What you have to do
Print all of the entries below word for word, omitting the pictures.

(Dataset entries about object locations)

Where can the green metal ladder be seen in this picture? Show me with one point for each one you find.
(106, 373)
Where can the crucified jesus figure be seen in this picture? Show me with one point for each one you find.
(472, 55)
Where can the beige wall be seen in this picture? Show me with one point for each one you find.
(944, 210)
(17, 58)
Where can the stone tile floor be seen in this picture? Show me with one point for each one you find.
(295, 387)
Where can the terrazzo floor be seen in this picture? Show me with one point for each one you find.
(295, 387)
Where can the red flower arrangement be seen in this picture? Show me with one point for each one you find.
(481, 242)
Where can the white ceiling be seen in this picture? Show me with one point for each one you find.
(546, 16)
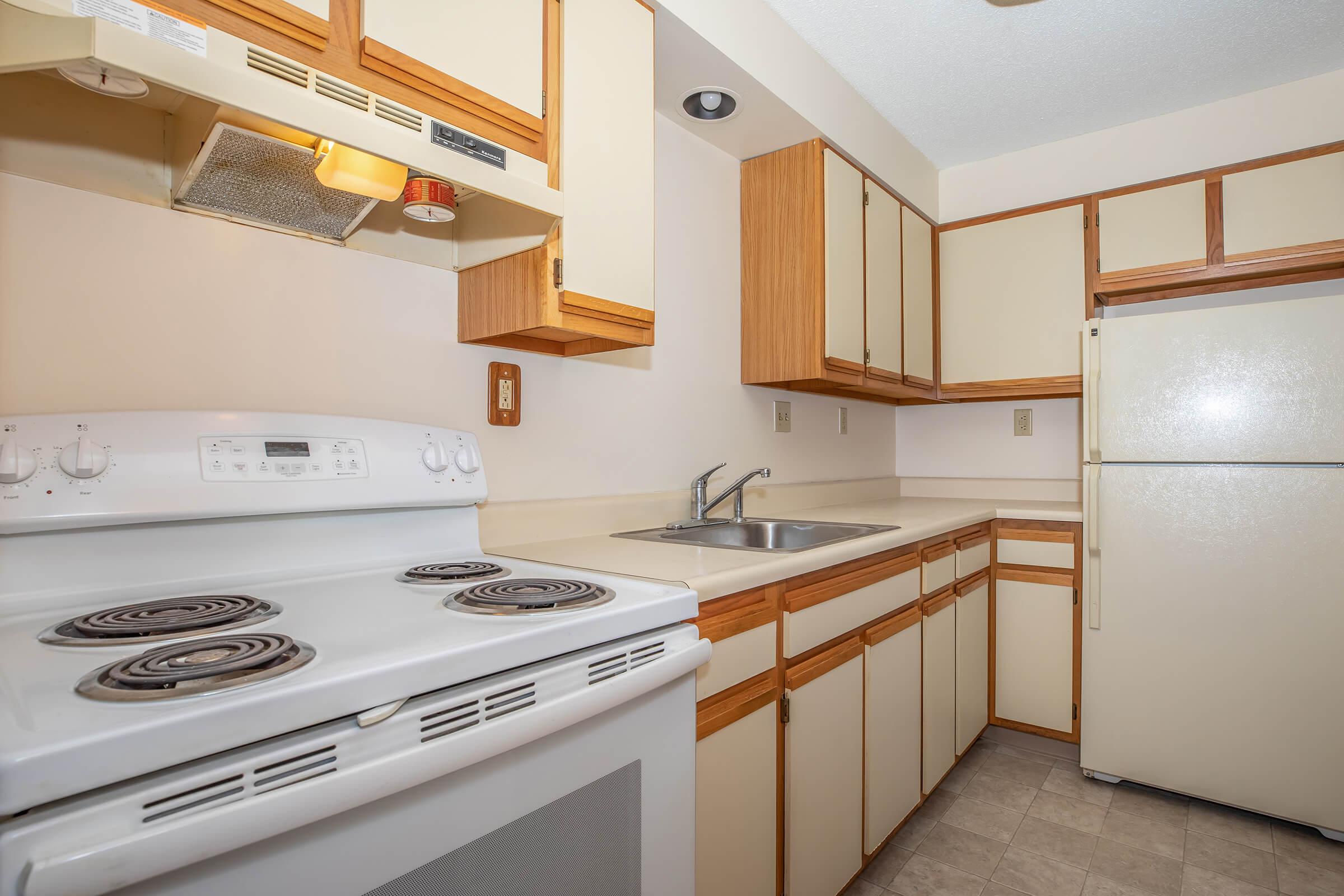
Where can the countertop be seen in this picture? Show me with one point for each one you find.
(714, 573)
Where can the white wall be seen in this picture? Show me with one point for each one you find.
(1294, 116)
(976, 441)
(108, 304)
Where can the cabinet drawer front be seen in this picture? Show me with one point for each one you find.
(972, 557)
(940, 573)
(1296, 203)
(1038, 548)
(1034, 654)
(737, 659)
(805, 629)
(736, 808)
(892, 734)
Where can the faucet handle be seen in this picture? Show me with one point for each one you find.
(704, 477)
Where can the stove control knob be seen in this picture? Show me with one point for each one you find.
(84, 460)
(17, 463)
(436, 456)
(469, 459)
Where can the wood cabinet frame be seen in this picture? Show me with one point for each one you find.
(784, 301)
(1045, 531)
(339, 49)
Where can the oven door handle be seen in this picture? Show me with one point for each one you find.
(97, 868)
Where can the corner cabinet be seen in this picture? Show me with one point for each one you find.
(590, 287)
(1011, 301)
(823, 280)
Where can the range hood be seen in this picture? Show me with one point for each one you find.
(248, 125)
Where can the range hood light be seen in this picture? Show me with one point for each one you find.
(358, 172)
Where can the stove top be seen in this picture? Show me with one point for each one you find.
(166, 620)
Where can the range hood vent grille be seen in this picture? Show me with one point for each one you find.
(342, 92)
(263, 180)
(277, 66)
(398, 115)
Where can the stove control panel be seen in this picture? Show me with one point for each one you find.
(277, 459)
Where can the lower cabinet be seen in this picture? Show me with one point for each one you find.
(823, 772)
(1034, 648)
(890, 726)
(940, 687)
(972, 660)
(736, 785)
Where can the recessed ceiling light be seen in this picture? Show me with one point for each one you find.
(709, 104)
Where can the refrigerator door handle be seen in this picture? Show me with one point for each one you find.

Result below
Where can the green metal ladder be seen in this picture? Show me with one point for each one you find.
(106, 373)
Where can the crucified jesus figure be seen in this picture? Show me with one point for each one you find.
(472, 55)
Where can the beige wall be seen in this picture? Show me with one point for each one you find.
(944, 210)
(17, 58)
Where can the stone tile floor be seen in this picture? Show me with one point for each one you find.
(295, 387)
Where can the terrazzo floor be seen in this picture? Show me with one point for each one you find.
(295, 387)
Where can the red flower arrangement be seen in this picture? Show me with one point for each one you find.
(481, 242)
Where can the white ceiling be seen in this picture? Show me with one point for each one you find.
(546, 16)
Where can the countertop be seen in this picture? Show me with one point for each one you find.
(714, 573)
Where can the white wall be seen in this picture? Show me with one point for each one you find.
(1294, 116)
(976, 441)
(108, 304)
Where can the cabinet drawer front be seen in this picture? Show me with one point for each one you find.
(972, 557)
(940, 573)
(1296, 203)
(1038, 548)
(1034, 654)
(737, 659)
(805, 629)
(736, 808)
(892, 734)
Where can the faucet handle be seen in this picture? Show me with one point for each one you find.
(704, 477)
Where can the stove control knob be seen in this picture? Show me with one point for each one you find.
(84, 460)
(17, 463)
(436, 456)
(469, 459)
Where can the wood cabinet frame be seen in this picture? Show me with one point for each one you find.
(784, 301)
(1045, 531)
(339, 49)
Where can the oven door handle be seen in this picture? Show me with one point for each one you find.
(97, 868)
Where can the corner cabinet be seen in this picture? Show me with one point for each one you find.
(590, 287)
(1011, 301)
(823, 280)
Where can the range hood be seen in this picture? Show me with one point for each one you find.
(248, 125)
Where can the range hood light be seen in this picture? Show me with one point for each one you find.
(358, 172)
Where can the stove top be seen in this picture? Show me with one point for each one you find.
(166, 620)
Where can the range hood vent grille be seen in this picture? Show me with one point for each one you find.
(342, 92)
(263, 180)
(277, 66)
(398, 115)
Where can the stove control panel be seen in this picture? Show me with one point for each one you find.
(277, 459)
Where can the lower cabinet be seen in this picture? Show me with one point for each one you find.
(823, 772)
(1034, 648)
(890, 726)
(940, 687)
(972, 660)
(736, 785)
Where can the recessed ceiling light be seen in this picture? Show me with one point for each one you find.
(709, 104)
Where can the refrigerator door handle be seen in this picture? Show me with one point for each one you find.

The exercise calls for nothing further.